*Work task 1*
In the excerpt on drug recovery, reproduce everything from "The core issue" down to "researchers and commentators.", changing "heroin" to "opioids".
*Work task 2*
Render this sentence from the excerpt on drug recovery in Spanish: "Our aim is not to reach a resolution of such questions, but to pose them with the aid of a few key studies and the thoughts of researchers and commentators."
*Work task 3*
Decide whether each statement agrees with the excerpt on drug recovery. Answer yes or no and quote the words that settle it.
(a) In 2008 the UK Drug Policy Commission gathered 16 experts.
(b) The commission's definition of recovery included abstinence.
(c) Drug and alcohol users asked in 2014 said recovery meant being normal.

*Extract provided*
--------

The core issue which determined our choice is the degree to which we can limit addiction, recovery and treatment to drug use, versus the degree to which all three are inextricably bound to the ‘addict’s’ wider life context. The focus is on illegal ‘drugs of dependence’, of which the archetype is heroin – not because it is denied that alcohol is a powerful drug, but because the position of drugs like heroin in British society, and in the US society responsible for much of the research and ideas, is so different.
Our aim is not to reach a resolution of such questions, but to pose them with the aid of a few key studies and the thoughts of researchers and commentators.
The governments of the UK agree that above all what they want out of treatment is ‘recovery’. What they mean by that is not spelt out, but the broad themes are clear: some of the most marginal, damaged and unconventional of people are to become variously abstinent from illegal drugs and/or free of dependence and (as Scotland’s strategy put it) “active and contributing member[s] of society”, an ambition which echoes those of the government in England dating back to the mid-2000s for more drug users to leave treatment, come off benefits, and get back to work – and become an economic asset rather than a drain.
Do experts and the people on the ground see it the same way? Not all, and the definition of recovery has been so contested and so crucial that special commissions have been set up to try to reach a consensus. In 2008 the non-governmental UK Drug Policy Commission brought 16 experts together to thrash it out. They couldn’t agree what being recovered was, but did agree that getting recovered is “characterised by voluntarily-sustained control over substance use which maximises health and wellbeing and participation in the rights, roles and responsibilities of society.” Their brief report expanded on each element of the definition, explaining that that by “control” they meant “comfortable and sustained freedom from compulsion to use” – the traditional treatment goal of sustainably ending addictive patterns of substance use. But that was, they said, not enough; recovery is not just about ending pathology, but about gaining “positive benefits ... a satisfying and meaningful life”.
Note what was not in their definition. Abstinence was missing, and so too was leaving treatment, a rejection of what for government dating back to 2005 was the starting point of their emphasis on social reintegration which morphed in to recovery – the need to move patients through and out of the treatment system to free up slots in what was clearly going to be a less resource-rich era. Another government ambition was to get ex-patients back to work, and that the commission’s 16 accepted, but in a softer formulation which allowed for other routes to a meaningful and productive life. This then is the agenda for the UK’s recovery era – or at least, the most worked out version we have.
The commission’s 16 included a few ‘experts by experience’ in the form of past problem drug users or drinkers, but what of the wider views of those it is hoped will ‘recover’ from such problems? When in 2014 problem drug and alcohol users in and out of treatment in England were asked about their views on recovery, none of the drug-focused criteria identified by senior treatment staff gained widespread endorsement. Instead, participants “repeatedly argued that recovery meant ‘being normal’ and ‘living life like everyone else’.” The route to ‘normality’ entailed neither being like each other nor like other people, but was an individual itinerary, and would be diverted, limited and shaped by the usual human frailties and faults. Rejected were “superhuman” requirements which seemed to demand they become more worthy and better balanced than many people who have never had a substance use problem.

--------

*Excerpted records*
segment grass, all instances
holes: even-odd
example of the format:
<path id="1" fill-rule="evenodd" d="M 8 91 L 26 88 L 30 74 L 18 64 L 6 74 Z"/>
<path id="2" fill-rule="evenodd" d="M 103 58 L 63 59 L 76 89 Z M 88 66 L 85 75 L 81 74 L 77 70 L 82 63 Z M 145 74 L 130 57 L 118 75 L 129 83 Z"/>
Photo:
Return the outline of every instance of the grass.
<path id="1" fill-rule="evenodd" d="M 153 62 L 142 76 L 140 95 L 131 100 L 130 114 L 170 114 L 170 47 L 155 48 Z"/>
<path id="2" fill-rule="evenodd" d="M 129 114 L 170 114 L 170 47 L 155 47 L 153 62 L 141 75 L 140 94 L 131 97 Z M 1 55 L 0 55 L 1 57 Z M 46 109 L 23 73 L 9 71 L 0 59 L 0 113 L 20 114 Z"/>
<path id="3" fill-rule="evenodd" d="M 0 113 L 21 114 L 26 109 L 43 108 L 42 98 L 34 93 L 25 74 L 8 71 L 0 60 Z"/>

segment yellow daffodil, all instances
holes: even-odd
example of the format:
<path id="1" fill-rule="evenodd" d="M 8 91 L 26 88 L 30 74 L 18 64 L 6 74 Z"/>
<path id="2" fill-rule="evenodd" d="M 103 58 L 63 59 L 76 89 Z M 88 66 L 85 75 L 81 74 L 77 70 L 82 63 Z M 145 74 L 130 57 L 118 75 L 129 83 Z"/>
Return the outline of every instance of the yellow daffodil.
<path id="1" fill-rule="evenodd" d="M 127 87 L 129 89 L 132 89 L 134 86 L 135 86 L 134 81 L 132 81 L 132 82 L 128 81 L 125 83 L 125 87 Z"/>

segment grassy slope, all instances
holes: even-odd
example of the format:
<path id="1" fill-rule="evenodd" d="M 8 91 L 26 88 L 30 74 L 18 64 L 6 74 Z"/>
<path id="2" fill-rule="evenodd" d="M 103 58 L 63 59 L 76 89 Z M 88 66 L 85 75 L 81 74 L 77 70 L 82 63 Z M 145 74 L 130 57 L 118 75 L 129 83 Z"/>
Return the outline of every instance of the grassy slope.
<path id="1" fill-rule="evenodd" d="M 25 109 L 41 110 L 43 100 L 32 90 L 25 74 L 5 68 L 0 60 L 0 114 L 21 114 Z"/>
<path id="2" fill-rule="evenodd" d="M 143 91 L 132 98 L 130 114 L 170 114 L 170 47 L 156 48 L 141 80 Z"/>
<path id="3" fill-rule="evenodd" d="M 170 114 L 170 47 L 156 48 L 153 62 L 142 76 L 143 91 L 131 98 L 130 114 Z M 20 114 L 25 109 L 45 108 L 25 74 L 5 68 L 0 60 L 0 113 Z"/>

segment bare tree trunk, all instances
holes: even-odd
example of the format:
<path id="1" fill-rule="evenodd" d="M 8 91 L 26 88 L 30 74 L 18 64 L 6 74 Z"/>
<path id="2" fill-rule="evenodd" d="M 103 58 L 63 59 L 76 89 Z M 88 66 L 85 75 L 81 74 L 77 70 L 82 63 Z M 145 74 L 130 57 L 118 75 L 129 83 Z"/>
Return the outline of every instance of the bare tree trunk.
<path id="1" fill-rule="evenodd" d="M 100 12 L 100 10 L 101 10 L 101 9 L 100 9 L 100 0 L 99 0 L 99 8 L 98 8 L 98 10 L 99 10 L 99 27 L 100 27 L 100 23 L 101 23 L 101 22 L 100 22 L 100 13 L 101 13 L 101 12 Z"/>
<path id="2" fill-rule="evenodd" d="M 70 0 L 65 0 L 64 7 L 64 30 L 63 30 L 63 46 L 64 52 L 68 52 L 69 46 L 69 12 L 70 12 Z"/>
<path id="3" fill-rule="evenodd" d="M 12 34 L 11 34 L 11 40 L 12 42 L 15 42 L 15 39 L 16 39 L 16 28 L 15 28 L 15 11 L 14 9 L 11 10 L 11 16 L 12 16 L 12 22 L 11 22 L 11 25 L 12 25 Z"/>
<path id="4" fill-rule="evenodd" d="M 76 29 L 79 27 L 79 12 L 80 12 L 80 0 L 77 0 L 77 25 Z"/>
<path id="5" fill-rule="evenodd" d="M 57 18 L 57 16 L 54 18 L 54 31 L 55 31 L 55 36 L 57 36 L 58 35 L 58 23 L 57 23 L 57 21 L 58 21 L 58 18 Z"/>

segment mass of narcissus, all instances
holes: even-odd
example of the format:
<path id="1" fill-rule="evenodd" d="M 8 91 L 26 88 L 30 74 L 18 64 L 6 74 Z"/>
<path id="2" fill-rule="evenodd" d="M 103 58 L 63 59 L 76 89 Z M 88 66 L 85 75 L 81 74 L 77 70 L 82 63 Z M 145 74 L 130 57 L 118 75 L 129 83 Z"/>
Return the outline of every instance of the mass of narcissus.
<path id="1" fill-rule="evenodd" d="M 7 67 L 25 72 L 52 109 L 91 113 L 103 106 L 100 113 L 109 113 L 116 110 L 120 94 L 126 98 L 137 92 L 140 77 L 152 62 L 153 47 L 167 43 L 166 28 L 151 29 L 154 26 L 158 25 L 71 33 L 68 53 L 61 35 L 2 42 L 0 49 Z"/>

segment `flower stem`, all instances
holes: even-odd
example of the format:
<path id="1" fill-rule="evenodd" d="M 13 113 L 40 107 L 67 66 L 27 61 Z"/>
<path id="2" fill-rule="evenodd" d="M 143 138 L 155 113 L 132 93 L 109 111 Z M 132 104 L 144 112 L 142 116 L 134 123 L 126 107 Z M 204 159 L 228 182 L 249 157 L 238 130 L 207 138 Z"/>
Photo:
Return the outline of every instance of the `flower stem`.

--------

*Answer 1*
The core issue which determined our choice is the degree to which we can limit addiction, recovery and treatment to drug use, versus the degree to which all three are inextricably bound to the ‘addict’s’ wider life context. The focus is on illegal ‘drugs of dependence’, of which the archetype is opioids – not because it is denied that alcohol is a powerful drug, but because the position of drugs like opioids in British society, and in the US society responsible for much of the research and ideas, is so different.
Our aim is not to reach a resolution of such questions, but to pose them with the aid of a few key studies and the thoughts of researchers and commentators.

*Answer 2*
Nuestro objetivo no es llegar a una resolución de tales cuestiones, sino plantearlas con la ayuda de unos pocos estudios clave y de las reflexiones de investigadores y comentaristas.

*Answer 3*
(a) Yes: "In 2008 the non-governmental UK Drug Policy Commission brought 16 experts together to thrash it out."
(b) No: "Abstinence was missing"
(c) Yes: "repeatedly argued that recovery meant ‘being normal’ and ‘living life like everyone else’."